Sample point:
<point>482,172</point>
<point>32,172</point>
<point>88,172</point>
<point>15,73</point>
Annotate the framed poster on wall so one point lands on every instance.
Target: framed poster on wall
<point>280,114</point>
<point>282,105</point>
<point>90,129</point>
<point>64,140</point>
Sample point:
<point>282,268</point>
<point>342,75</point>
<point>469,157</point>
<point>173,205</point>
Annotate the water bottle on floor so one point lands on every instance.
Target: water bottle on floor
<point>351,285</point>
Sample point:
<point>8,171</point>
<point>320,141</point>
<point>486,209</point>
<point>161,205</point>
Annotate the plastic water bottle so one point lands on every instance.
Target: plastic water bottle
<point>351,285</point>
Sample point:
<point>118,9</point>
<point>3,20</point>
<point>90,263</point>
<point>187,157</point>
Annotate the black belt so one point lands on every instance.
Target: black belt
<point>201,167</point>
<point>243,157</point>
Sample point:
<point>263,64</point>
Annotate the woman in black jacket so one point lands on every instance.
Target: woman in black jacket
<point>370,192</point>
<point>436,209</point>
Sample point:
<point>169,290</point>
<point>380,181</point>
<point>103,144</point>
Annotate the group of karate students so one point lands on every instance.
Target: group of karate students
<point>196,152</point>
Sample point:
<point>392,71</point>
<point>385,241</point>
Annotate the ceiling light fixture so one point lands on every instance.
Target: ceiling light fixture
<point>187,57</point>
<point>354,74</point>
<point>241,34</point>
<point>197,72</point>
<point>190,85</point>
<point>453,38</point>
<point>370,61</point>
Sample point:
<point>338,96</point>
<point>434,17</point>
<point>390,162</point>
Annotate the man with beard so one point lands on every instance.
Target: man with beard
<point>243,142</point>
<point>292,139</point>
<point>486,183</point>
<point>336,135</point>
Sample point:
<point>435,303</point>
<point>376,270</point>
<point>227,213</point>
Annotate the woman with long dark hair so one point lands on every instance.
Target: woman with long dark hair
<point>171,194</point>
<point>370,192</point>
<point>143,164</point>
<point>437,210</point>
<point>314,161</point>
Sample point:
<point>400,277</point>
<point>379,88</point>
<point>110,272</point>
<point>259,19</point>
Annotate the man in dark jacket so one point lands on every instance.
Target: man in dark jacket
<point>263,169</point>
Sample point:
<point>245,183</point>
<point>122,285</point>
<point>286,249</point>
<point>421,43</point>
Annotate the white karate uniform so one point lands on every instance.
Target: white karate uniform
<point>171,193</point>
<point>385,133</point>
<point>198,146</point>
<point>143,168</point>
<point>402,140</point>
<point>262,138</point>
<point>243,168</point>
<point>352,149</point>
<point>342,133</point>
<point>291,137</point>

________________________________________

▶ [What needs to be done]: Output the entire listing above exactly, keeping each line as it is.

▶ [Task solution]:
Sample point:
<point>482,172</point>
<point>32,172</point>
<point>88,172</point>
<point>15,73</point>
Annotate the framed poster on wall so one point lands on every instance.
Target: framed poster on wall
<point>280,114</point>
<point>282,105</point>
<point>90,129</point>
<point>64,140</point>
Sample point:
<point>282,268</point>
<point>342,75</point>
<point>469,157</point>
<point>173,205</point>
Annotate the water bottle on floor so one point lands on every instance.
Target: water bottle on floor
<point>351,285</point>
Sample point:
<point>8,171</point>
<point>320,141</point>
<point>486,209</point>
<point>161,205</point>
Annotate the plastic water bottle so one point lands on every instance.
Target: plastic water bottle
<point>351,285</point>
Sample point:
<point>118,9</point>
<point>3,20</point>
<point>90,263</point>
<point>187,157</point>
Annotate the black belt so one point lands on every instance.
Target: black belt
<point>201,167</point>
<point>243,157</point>
Sample point:
<point>263,64</point>
Annotate the woman in black jacket so one point lands on every instance.
Target: woman in black jacket
<point>370,192</point>
<point>436,209</point>
Sample point:
<point>169,290</point>
<point>380,181</point>
<point>103,144</point>
Annotate the group of karate students so one point lands on every instance.
Target: group of karate students
<point>196,152</point>
Sample point:
<point>392,71</point>
<point>385,241</point>
Annotate the ceiling light fixture so one point lands on every instance.
Target: ceiling light fixture
<point>187,57</point>
<point>354,74</point>
<point>241,34</point>
<point>197,72</point>
<point>190,85</point>
<point>453,38</point>
<point>370,61</point>
Sample point:
<point>338,96</point>
<point>434,17</point>
<point>390,162</point>
Annotate the man with beard so one point lands on every instance.
Target: man with beard
<point>243,142</point>
<point>292,139</point>
<point>486,183</point>
<point>336,135</point>
Sample point:
<point>435,303</point>
<point>376,270</point>
<point>227,213</point>
Annotate the woman with long dark hair so one point lands on every instance.
Target: woman with long dark hair
<point>171,194</point>
<point>370,192</point>
<point>143,164</point>
<point>437,210</point>
<point>314,161</point>
Sample point:
<point>400,277</point>
<point>379,88</point>
<point>110,272</point>
<point>259,19</point>
Annotate the man in dark jacket so one point lands on every instance.
Target: man in dark jacket
<point>263,169</point>
Sample point:
<point>245,183</point>
<point>122,285</point>
<point>286,249</point>
<point>421,43</point>
Annotate the white karate uniform so one point lands on every instance.
Target: white karate uniform
<point>171,193</point>
<point>385,133</point>
<point>198,146</point>
<point>143,168</point>
<point>402,140</point>
<point>262,138</point>
<point>243,168</point>
<point>352,149</point>
<point>342,133</point>
<point>291,137</point>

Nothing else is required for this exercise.